**TASK TO COMPLETE**
Output every entry below word for word, minus the images.

**DATA UNDER STUDY**
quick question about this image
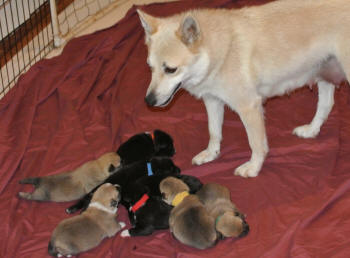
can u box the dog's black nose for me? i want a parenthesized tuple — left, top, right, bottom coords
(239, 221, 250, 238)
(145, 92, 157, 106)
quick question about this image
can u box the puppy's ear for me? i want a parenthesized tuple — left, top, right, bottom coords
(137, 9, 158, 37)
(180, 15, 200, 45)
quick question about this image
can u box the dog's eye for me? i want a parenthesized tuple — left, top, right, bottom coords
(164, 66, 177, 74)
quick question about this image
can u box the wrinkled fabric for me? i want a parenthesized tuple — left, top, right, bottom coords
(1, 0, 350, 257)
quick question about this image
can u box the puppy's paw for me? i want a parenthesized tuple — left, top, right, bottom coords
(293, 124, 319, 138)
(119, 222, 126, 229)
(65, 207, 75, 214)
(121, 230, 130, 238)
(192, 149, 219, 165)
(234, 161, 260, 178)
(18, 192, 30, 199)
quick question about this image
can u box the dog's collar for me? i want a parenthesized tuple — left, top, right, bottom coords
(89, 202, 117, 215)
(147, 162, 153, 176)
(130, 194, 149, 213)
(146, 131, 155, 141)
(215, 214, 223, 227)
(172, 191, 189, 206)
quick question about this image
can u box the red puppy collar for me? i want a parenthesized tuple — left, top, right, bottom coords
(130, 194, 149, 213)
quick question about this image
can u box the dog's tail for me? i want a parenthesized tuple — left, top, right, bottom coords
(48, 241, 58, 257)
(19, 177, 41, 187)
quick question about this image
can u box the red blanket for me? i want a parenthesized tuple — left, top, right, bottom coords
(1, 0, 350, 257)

**SOLUTION**
quick question about this image
can u box the dog's black nose for me? i want a parenthesized tuple — left, top, right, bottom coords
(239, 221, 250, 238)
(145, 92, 157, 106)
quick question about this image
can u box the puppy's ear for me? i want a parenthesized tuple — left, top, right, bottom coords
(137, 9, 158, 37)
(180, 15, 200, 45)
quick question about this image
can u box the dog's eye for me? i want a parenthesized tuple — left, top, right, bottom coords
(164, 66, 177, 74)
quick question about this image
can u box the wrinkled fabric for me? i want a parenthesized tuple — left, top, right, bottom coords
(1, 0, 350, 257)
quick question about this image
can u box the puppy's paw for me? i want a parenthesized tuple — left, top, right, bottom coords
(293, 124, 319, 138)
(119, 222, 126, 229)
(65, 207, 75, 214)
(121, 230, 130, 238)
(192, 149, 219, 165)
(234, 161, 260, 178)
(18, 192, 30, 199)
quick question about this image
can u box the dog's collar for me? i want a parenthesized tuple — left, top, right, bottom coords
(89, 202, 117, 215)
(147, 162, 153, 176)
(130, 194, 149, 213)
(146, 131, 155, 141)
(215, 214, 223, 227)
(172, 191, 189, 206)
quick question about this image
can u box the red puppy collar for me? i want a parenthesized tuple — left, top, right, bottom coords
(130, 194, 149, 213)
quick question about this image
can u box the dog's tail for me? i want a parenthesized tuple — left, top, right, bottom coords
(48, 241, 58, 257)
(19, 177, 41, 187)
quick question about this image
can u box the red blanket for me? i want a parenthesized tuple — left, top, right, bottom coords
(1, 0, 350, 257)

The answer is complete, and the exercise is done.